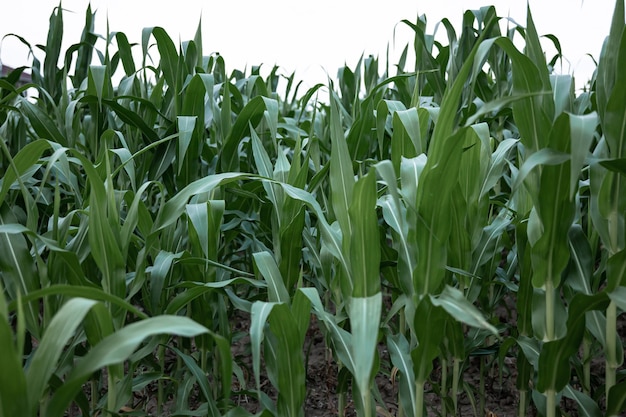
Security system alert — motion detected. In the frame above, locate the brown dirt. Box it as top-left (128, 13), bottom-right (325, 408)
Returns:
top-left (79, 295), bottom-right (625, 417)
top-left (226, 295), bottom-right (626, 417)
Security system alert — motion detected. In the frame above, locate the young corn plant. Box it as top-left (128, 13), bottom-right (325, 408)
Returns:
top-left (3, 2), bottom-right (626, 417)
top-left (590, 0), bottom-right (626, 412)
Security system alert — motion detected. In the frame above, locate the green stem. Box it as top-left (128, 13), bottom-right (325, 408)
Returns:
top-left (545, 279), bottom-right (558, 417)
top-left (582, 333), bottom-right (591, 395)
top-left (107, 368), bottom-right (116, 416)
top-left (91, 380), bottom-right (97, 411)
top-left (415, 380), bottom-right (425, 417)
top-left (606, 300), bottom-right (618, 400)
top-left (452, 357), bottom-right (460, 415)
top-left (545, 279), bottom-right (555, 341)
top-left (518, 390), bottom-right (527, 417)
top-left (441, 358), bottom-right (448, 417)
top-left (546, 388), bottom-right (556, 417)
top-left (361, 390), bottom-right (372, 417)
top-left (157, 344), bottom-right (165, 416)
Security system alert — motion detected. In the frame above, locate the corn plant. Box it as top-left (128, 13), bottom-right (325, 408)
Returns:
top-left (2, 1), bottom-right (626, 417)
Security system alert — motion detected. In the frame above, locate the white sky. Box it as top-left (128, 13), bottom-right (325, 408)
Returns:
top-left (0, 1), bottom-right (617, 91)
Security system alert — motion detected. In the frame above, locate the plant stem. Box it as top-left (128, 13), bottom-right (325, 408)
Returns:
top-left (452, 357), bottom-right (460, 415)
top-left (362, 391), bottom-right (372, 417)
top-left (107, 368), bottom-right (116, 416)
top-left (91, 380), bottom-right (97, 411)
top-left (518, 390), bottom-right (527, 417)
top-left (546, 389), bottom-right (556, 417)
top-left (545, 279), bottom-right (557, 417)
top-left (545, 279), bottom-right (555, 341)
top-left (415, 380), bottom-right (425, 417)
top-left (157, 344), bottom-right (165, 416)
top-left (606, 299), bottom-right (618, 400)
top-left (441, 358), bottom-right (448, 417)
top-left (582, 333), bottom-right (591, 395)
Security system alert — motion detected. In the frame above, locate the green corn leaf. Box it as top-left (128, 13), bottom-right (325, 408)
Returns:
top-left (411, 297), bottom-right (445, 383)
top-left (25, 298), bottom-right (98, 415)
top-left (177, 116), bottom-right (197, 173)
top-left (82, 158), bottom-right (125, 304)
top-left (253, 251), bottom-right (289, 304)
top-left (517, 335), bottom-right (541, 369)
top-left (220, 96), bottom-right (278, 172)
top-left (608, 287), bottom-right (626, 312)
top-left (119, 181), bottom-right (159, 255)
top-left (387, 333), bottom-right (416, 417)
top-left (18, 98), bottom-right (66, 145)
top-left (430, 285), bottom-right (498, 335)
top-left (46, 315), bottom-right (208, 416)
top-left (390, 109), bottom-right (420, 172)
top-left (278, 183), bottom-right (351, 279)
top-left (0, 288), bottom-right (28, 417)
top-left (376, 99), bottom-right (406, 157)
top-left (494, 37), bottom-right (552, 153)
top-left (42, 4), bottom-right (63, 98)
top-left (115, 32), bottom-right (136, 76)
top-left (607, 381), bottom-right (626, 417)
top-left (479, 138), bottom-right (518, 199)
top-left (563, 385), bottom-right (602, 417)
top-left (251, 127), bottom-right (281, 226)
top-left (524, 5), bottom-right (553, 106)
top-left (298, 288), bottom-right (358, 375)
top-left (269, 303), bottom-right (307, 417)
top-left (290, 289), bottom-right (312, 343)
top-left (169, 345), bottom-right (220, 410)
top-left (589, 140), bottom-right (623, 255)
top-left (8, 285), bottom-right (148, 320)
top-left (551, 74), bottom-right (573, 117)
top-left (278, 200), bottom-right (305, 291)
top-left (165, 278), bottom-right (265, 315)
top-left (152, 27), bottom-right (180, 94)
top-left (186, 200), bottom-right (224, 265)
top-left (110, 147), bottom-right (136, 192)
top-left (567, 225), bottom-right (607, 348)
top-left (512, 148), bottom-right (570, 201)
top-left (179, 74), bottom-right (206, 182)
top-left (412, 127), bottom-right (465, 296)
top-left (596, 0), bottom-right (625, 123)
top-left (599, 158), bottom-right (626, 175)
top-left (149, 251), bottom-right (182, 314)
top-left (0, 204), bottom-right (39, 338)
top-left (537, 293), bottom-right (609, 393)
top-left (531, 114), bottom-right (575, 289)
top-left (250, 301), bottom-right (277, 396)
top-left (87, 65), bottom-right (112, 108)
top-left (400, 154), bottom-right (427, 211)
top-left (0, 139), bottom-right (51, 203)
top-left (329, 93), bottom-right (354, 245)
top-left (153, 173), bottom-right (247, 232)
top-left (349, 294), bottom-right (382, 394)
top-left (349, 169), bottom-right (380, 298)
top-left (101, 98), bottom-right (160, 142)
top-left (568, 113), bottom-right (597, 199)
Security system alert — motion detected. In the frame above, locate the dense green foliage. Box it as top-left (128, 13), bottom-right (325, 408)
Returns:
top-left (1, 2), bottom-right (626, 417)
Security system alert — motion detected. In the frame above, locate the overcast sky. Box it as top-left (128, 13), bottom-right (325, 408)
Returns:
top-left (0, 1), bottom-right (617, 90)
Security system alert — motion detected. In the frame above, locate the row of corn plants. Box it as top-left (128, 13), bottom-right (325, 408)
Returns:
top-left (1, 2), bottom-right (626, 416)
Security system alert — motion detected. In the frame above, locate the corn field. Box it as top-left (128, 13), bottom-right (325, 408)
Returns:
top-left (1, 2), bottom-right (625, 417)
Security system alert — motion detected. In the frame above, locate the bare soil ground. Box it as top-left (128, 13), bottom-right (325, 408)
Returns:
top-left (227, 296), bottom-right (626, 417)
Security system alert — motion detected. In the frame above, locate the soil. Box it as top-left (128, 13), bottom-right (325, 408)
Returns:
top-left (225, 294), bottom-right (626, 417)
top-left (88, 294), bottom-right (625, 417)
top-left (230, 311), bottom-right (520, 417)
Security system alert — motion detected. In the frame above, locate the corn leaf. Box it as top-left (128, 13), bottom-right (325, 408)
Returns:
top-left (46, 316), bottom-right (209, 416)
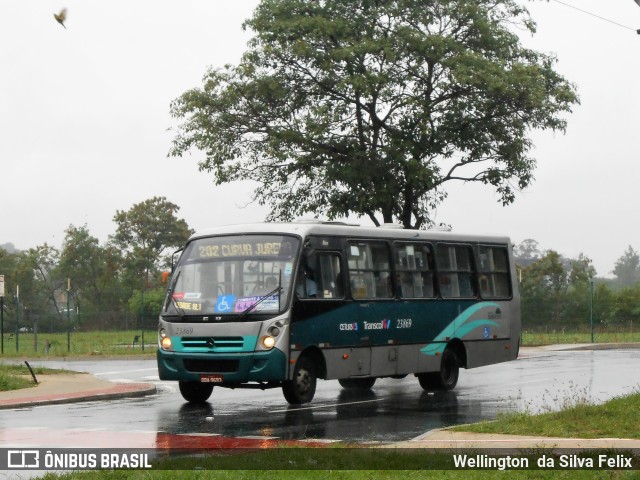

============================================================

Output every entry verbatim. Pictures do not belong in the copy.

REPLY TO THE TASK:
Security system alert — motion detected. In the frame above, locate the brown dirt. Box it as top-left (128, 13), bottom-right (325, 408)
Returns:
top-left (79, 295), bottom-right (625, 417)
top-left (226, 295), bottom-right (626, 417)
Security system alert — motion detected. In the frame above, locate the young corn plant. Box it as top-left (128, 13), bottom-right (325, 408)
Returns:
top-left (3, 2), bottom-right (626, 417)
top-left (590, 0), bottom-right (626, 412)
Security system alert — motion detected. In the frame above, locate the green stem. Box it as top-left (128, 13), bottom-right (325, 408)
Returns:
top-left (545, 279), bottom-right (558, 417)
top-left (582, 333), bottom-right (591, 395)
top-left (107, 368), bottom-right (116, 416)
top-left (91, 380), bottom-right (97, 411)
top-left (415, 380), bottom-right (425, 417)
top-left (606, 300), bottom-right (618, 400)
top-left (452, 357), bottom-right (460, 415)
top-left (545, 279), bottom-right (555, 341)
top-left (518, 390), bottom-right (527, 417)
top-left (441, 358), bottom-right (448, 417)
top-left (546, 388), bottom-right (556, 417)
top-left (361, 390), bottom-right (372, 417)
top-left (157, 344), bottom-right (165, 416)
Security system alert — motion detected. In the frame above, locate the corn plant. Box it as top-left (128, 13), bottom-right (325, 408)
Returns:
top-left (2, 1), bottom-right (626, 417)
Security system alert — motion detected. In the frame above, locate the white sky. Box it as top-left (128, 13), bottom-right (325, 408)
Returns:
top-left (0, 1), bottom-right (617, 91)
Security system alert — motion detected. In the frame above, locate the plant stem. Box it as top-left (128, 13), bottom-right (325, 408)
Returns:
top-left (452, 357), bottom-right (460, 415)
top-left (362, 391), bottom-right (372, 417)
top-left (107, 368), bottom-right (116, 416)
top-left (91, 380), bottom-right (97, 411)
top-left (518, 390), bottom-right (527, 417)
top-left (546, 389), bottom-right (556, 417)
top-left (545, 279), bottom-right (557, 417)
top-left (545, 279), bottom-right (555, 341)
top-left (415, 380), bottom-right (425, 417)
top-left (157, 344), bottom-right (165, 416)
top-left (606, 299), bottom-right (618, 400)
top-left (441, 358), bottom-right (448, 417)
top-left (582, 333), bottom-right (591, 395)
Security system alert — motion detected. In the frame above, locate the green corn leaf. Box it as top-left (128, 13), bottom-right (325, 408)
Returns:
top-left (411, 297), bottom-right (445, 383)
top-left (25, 298), bottom-right (98, 415)
top-left (177, 116), bottom-right (197, 173)
top-left (82, 158), bottom-right (125, 304)
top-left (253, 251), bottom-right (289, 304)
top-left (517, 335), bottom-right (541, 369)
top-left (220, 96), bottom-right (278, 172)
top-left (608, 287), bottom-right (626, 312)
top-left (119, 181), bottom-right (159, 255)
top-left (387, 333), bottom-right (416, 417)
top-left (18, 98), bottom-right (66, 145)
top-left (430, 285), bottom-right (498, 335)
top-left (46, 315), bottom-right (208, 416)
top-left (390, 109), bottom-right (420, 172)
top-left (278, 183), bottom-right (351, 279)
top-left (0, 288), bottom-right (28, 417)
top-left (376, 99), bottom-right (406, 157)
top-left (494, 37), bottom-right (552, 153)
top-left (42, 4), bottom-right (63, 98)
top-left (115, 32), bottom-right (136, 76)
top-left (607, 381), bottom-right (626, 417)
top-left (479, 138), bottom-right (518, 199)
top-left (563, 385), bottom-right (602, 417)
top-left (251, 127), bottom-right (281, 226)
top-left (524, 5), bottom-right (553, 106)
top-left (298, 288), bottom-right (358, 375)
top-left (269, 303), bottom-right (307, 417)
top-left (290, 289), bottom-right (312, 343)
top-left (169, 345), bottom-right (220, 410)
top-left (589, 140), bottom-right (623, 255)
top-left (8, 285), bottom-right (148, 320)
top-left (551, 74), bottom-right (573, 117)
top-left (278, 200), bottom-right (305, 291)
top-left (165, 278), bottom-right (265, 315)
top-left (152, 27), bottom-right (180, 94)
top-left (186, 200), bottom-right (224, 265)
top-left (110, 147), bottom-right (136, 192)
top-left (567, 225), bottom-right (607, 348)
top-left (512, 148), bottom-right (570, 201)
top-left (179, 74), bottom-right (206, 182)
top-left (412, 127), bottom-right (465, 296)
top-left (596, 0), bottom-right (625, 123)
top-left (599, 158), bottom-right (626, 175)
top-left (149, 251), bottom-right (182, 314)
top-left (0, 204), bottom-right (39, 338)
top-left (537, 293), bottom-right (609, 393)
top-left (531, 114), bottom-right (575, 289)
top-left (250, 301), bottom-right (277, 396)
top-left (87, 65), bottom-right (112, 108)
top-left (400, 154), bottom-right (427, 211)
top-left (0, 139), bottom-right (51, 203)
top-left (329, 93), bottom-right (354, 245)
top-left (153, 173), bottom-right (247, 232)
top-left (349, 294), bottom-right (382, 394)
top-left (349, 169), bottom-right (380, 298)
top-left (101, 98), bottom-right (160, 142)
top-left (568, 113), bottom-right (597, 199)
Security system alert — motion detected. In the frame above, locate the dense green foliage. Box it as top-left (128, 13), bottom-right (325, 408)
Returns:
top-left (1, 2), bottom-right (626, 417)
Security system alert — motion detected. In the frame above, locate the overcast sky. Box it as top-left (128, 13), bottom-right (325, 408)
Returns:
top-left (0, 1), bottom-right (617, 90)
Security system alert — motion detected. In the frame above, locate the row of corn plants. Box it as top-left (128, 13), bottom-right (325, 408)
Returns:
top-left (1, 2), bottom-right (626, 416)
Security system alert — motion detected. In the frame above, locate the corn field. Box it as top-left (128, 13), bottom-right (325, 408)
Returns:
top-left (1, 2), bottom-right (625, 417)
Security system alert — motion detected. In the frame above, locate the bare soil ground. Box it as top-left (128, 13), bottom-right (325, 408)
Returns:
top-left (227, 296), bottom-right (626, 417)
Security system alert — motion detected. In the frame above, locate the soil. Box it as top-left (128, 13), bottom-right (325, 408)
Returns:
top-left (225, 294), bottom-right (626, 417)
top-left (88, 294), bottom-right (625, 417)
top-left (230, 311), bottom-right (520, 417)
Security system alert — motion detected. In the frame above, locate the corn leaf. Box it as top-left (128, 13), bottom-right (325, 408)
Returns:
top-left (46, 316), bottom-right (209, 416)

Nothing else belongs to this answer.